[START Extract provided]

Thesis 3 (fundamental to the article): Russia is not guilty of anything. In fact, Russia is weak, since its population is smaller than that of China. It is modest and peace-loving, as its president, Vladimir Putin, has never protested against the expansion of NATO and has even given up Russian military bases on foreign soil. Democratic Russia extends a hand of friendship to the world, into which the hypocritical West places a stone.
If the reader thinks that the annexation of Crimea is an act of aggression and a violation of international rules and norms, he is mistaken. To begin with, Russia is entitled to do as it pleases in its “back yard,” which is governed not by international law but by the emotions of Russian leaders. Moreover, it was Western politicians and the Western mass media that forced President Putin to annex Crimea. They denigrated Russia and humiliated its leader so long that he had no other choice than to fulfill the long-term expectations of the peoples of Russia and Crimea.
Is the logic a bit hard to follow? Wait, there’s more. The author warns Western politicians against public humiliation of Russia, drawing parallels between Putin’s Russia and Hitler’s Germany, and hinting darkly that unlike the Germany of 1939, Russia possesses nuclear weapons. Faced with such arguments, the reader can only throw up his hands and ask rhetorically: does the author even bother to read what he writes?

[END Extract provided]

What this exercise asks:
a - In the passage on Russia and Crimea, what does the author of the article hint that Russia possesses, unlike the Germany of 1939?
b - Carry on the passage on Russia and Crimea from the point where it stops.
These records have no connection to the passage on Russia and Crimea.

[START Information given]

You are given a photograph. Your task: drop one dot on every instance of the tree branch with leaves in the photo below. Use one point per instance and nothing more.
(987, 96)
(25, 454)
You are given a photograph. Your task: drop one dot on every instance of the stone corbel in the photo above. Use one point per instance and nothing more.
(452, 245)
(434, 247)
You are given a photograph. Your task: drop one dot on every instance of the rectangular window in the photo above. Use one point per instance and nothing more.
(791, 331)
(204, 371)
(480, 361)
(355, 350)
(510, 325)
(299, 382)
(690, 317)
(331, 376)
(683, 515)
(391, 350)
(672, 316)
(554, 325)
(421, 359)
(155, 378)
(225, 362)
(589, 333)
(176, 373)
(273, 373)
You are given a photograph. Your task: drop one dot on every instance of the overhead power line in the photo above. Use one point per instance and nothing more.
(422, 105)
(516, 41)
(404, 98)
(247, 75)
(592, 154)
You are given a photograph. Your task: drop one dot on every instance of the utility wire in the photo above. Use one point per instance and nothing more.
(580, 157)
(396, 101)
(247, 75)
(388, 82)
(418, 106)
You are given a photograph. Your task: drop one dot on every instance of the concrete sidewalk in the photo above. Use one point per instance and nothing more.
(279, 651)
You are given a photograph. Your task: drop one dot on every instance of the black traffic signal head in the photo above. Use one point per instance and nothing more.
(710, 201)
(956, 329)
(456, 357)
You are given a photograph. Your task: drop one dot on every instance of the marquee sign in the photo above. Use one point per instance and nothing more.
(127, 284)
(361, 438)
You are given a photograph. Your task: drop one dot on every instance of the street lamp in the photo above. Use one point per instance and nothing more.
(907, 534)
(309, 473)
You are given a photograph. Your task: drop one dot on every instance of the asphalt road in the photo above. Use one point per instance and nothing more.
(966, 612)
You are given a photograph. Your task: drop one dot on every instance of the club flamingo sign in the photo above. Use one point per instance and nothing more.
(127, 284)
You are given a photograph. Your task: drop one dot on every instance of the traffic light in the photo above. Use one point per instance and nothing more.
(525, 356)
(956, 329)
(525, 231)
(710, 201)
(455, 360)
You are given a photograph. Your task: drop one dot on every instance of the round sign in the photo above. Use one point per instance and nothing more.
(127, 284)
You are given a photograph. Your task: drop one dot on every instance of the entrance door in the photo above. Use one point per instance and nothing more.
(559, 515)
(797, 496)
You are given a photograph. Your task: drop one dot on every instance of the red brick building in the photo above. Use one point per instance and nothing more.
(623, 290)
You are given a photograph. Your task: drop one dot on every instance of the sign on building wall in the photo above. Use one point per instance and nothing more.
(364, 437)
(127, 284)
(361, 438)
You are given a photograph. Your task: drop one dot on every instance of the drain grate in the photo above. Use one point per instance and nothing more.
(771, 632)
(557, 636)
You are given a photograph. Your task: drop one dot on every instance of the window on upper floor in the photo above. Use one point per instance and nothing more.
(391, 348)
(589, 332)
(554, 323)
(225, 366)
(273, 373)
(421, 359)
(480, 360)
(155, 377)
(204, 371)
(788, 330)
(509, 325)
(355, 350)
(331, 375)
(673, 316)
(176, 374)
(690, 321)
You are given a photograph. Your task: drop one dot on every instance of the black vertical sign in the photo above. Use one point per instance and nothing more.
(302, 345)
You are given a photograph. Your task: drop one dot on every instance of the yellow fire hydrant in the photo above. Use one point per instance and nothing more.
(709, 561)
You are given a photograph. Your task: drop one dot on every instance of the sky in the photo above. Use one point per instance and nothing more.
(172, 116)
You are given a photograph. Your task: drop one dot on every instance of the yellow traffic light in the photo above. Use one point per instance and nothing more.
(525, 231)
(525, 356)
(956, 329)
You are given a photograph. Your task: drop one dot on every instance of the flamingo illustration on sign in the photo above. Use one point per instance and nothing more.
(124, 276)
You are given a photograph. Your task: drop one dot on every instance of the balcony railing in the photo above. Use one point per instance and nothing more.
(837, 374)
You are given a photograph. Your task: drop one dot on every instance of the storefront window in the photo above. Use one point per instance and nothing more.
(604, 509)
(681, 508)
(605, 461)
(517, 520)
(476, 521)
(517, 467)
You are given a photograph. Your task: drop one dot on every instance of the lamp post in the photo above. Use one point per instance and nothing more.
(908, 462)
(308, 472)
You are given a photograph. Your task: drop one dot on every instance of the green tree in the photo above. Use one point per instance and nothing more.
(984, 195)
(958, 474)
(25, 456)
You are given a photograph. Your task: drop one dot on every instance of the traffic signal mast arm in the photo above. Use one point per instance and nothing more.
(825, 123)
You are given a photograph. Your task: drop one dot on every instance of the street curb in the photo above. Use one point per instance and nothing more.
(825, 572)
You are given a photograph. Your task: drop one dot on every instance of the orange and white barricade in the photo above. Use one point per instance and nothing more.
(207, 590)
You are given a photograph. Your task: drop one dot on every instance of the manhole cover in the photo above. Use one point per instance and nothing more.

[END Information given]

Responses for each task:
a - Nuclear weapons.

b -
There is no need to follow further the author’s “arguments” of a certain quality. Vladimir Golstein’s article contains nothing more than filthy negative images and stereotypes of Ukraine. It belongs to the genre of political propaganda and appears to be part of the Kremlin’s global information war in support of its policies. But even by the standards of that particular genre, the article looks crass and unprofessional, replete with factual errors.
Such screeds could be ignored if it were not for their geometric increase in quantity over the last few weeks. Professor Alexander Motyl has put it openly: “An astoundingly large amount of nonsense has been written about Ukraine ever since it came to occupy center stage in the public mind.”.To be sure, the mass media are always chasing after sensations and stop at nothing to attract readers’ interest. But those pretending to the status of intellectuals are under no obligation to put their professional reputation at risk.
The article is signed by an individual who holds academic status, but its language, style, arguments, and blatantly overbearing tone have nothing to do with the culture of academic expertise. Mr. Golstein’s article compromises not only the professional milieu in which he works but also the journal that makes its pages available for such publications.
Volodymyr Kravchenko,
Canadian Institute of Ukrainian Studies,
Edmonton, Alberta
This article originally appeared on the Contemporary Ukraine Research Forum. Reprinted with permission.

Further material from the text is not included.